:: Source extract ::
READ MORE: DoJ Memo Limiting Guidance Use to Impact Healthcare Fraud Cases

Providers are answering HHS and its agencies, providing advice on how to improve existing healthcare fraud and abuse laws to support value-based care.

How providers are responding to healthcare fraud law requests

Providers agree that the Stark Law, anti-kickback statute, and other healthcare fraud and abuse regulations prevent coordinated care and value-based care participation.

“New innovative models of care present a challenge for regulators who want to improve care coordination and outcomes via incentivized value-based arrangements without creating legal uncertainty in advancing these goals,” recently stated Jerry Penso, MD, MBA, AMGA’s President and CEO. “CMS is in a difficult position, but there are regulatory improvements, however incremental, that can be made to Stark.”

:: Tasks and exercises ::
(1) Repeat everything in the healthcare fraud law excerpt from "Providers are answering" down to "support value-based care.".
(2) Decide whether each statement below agrees with the healthcare fraud law excerpt, answering yes or no and quoting the deciding words: (a) Jerry Penso is the President and CEO of AMGA; (b) providers hold that the Stark Law encourages value-based care participation; (c) Penso described CMS as being in an easy position.

:: Data supplied ::
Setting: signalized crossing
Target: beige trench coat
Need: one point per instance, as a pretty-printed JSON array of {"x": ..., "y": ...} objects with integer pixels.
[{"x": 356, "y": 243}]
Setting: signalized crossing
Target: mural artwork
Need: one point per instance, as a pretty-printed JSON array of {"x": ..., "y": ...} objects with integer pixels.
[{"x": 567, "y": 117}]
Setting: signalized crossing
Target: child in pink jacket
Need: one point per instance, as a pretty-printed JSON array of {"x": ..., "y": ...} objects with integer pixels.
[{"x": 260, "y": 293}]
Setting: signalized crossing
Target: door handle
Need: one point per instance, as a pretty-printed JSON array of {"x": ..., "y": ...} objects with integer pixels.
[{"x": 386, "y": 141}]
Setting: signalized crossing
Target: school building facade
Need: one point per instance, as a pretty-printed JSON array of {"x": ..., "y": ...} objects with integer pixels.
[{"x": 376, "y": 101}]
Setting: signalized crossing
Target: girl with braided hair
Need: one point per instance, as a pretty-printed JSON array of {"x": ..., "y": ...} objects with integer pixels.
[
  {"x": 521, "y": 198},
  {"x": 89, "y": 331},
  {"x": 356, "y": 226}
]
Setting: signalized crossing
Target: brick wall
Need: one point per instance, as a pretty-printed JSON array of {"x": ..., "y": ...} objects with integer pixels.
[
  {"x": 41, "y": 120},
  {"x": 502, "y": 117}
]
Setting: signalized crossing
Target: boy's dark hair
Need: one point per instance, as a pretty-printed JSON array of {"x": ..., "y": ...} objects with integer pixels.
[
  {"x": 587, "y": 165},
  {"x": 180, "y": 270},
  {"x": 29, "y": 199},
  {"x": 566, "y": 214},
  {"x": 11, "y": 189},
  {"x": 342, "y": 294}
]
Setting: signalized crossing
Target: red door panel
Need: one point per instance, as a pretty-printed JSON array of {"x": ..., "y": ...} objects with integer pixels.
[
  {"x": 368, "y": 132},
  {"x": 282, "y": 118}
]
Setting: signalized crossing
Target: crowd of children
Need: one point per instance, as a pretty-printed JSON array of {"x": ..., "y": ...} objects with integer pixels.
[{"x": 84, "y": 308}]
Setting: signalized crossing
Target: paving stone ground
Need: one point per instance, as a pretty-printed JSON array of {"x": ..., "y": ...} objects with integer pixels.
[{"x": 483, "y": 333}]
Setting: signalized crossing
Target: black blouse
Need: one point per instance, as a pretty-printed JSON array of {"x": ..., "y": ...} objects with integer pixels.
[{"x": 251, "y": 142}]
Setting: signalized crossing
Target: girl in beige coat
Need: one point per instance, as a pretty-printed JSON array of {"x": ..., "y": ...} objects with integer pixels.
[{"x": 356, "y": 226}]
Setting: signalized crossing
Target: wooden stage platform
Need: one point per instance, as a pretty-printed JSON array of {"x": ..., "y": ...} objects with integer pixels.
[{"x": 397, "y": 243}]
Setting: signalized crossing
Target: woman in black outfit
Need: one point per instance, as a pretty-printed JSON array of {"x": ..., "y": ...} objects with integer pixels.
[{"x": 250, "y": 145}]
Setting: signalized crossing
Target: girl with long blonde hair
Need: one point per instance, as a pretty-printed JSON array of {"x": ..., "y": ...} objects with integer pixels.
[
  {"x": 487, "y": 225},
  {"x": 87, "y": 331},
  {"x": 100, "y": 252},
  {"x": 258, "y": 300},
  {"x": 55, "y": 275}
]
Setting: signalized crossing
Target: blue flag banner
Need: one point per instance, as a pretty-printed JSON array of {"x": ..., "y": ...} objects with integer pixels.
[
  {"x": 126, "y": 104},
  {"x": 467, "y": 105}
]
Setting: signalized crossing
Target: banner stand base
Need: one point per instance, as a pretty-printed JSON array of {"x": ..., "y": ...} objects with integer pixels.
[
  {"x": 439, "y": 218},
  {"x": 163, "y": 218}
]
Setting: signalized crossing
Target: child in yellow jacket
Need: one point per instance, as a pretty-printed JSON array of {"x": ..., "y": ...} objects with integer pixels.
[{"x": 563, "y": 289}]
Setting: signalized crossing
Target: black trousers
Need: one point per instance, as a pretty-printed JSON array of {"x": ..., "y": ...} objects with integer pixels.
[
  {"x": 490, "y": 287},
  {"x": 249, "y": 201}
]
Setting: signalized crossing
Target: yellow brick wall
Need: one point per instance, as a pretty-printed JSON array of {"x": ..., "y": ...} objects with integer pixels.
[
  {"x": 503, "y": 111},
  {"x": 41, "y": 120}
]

:: Answers in order ::
(1)
Providers are answering HHS and its agencies, providing advice on how to improve existing healthcare fraud and abuse laws to support value-based care.

(2)
(a) Yes: "Jerry Penso, MD, MBA, AMGA’s President and CEO"
(b) No: "prevent coordinated care and value-based care participation"
(c) No: "CMS is in a difficult position"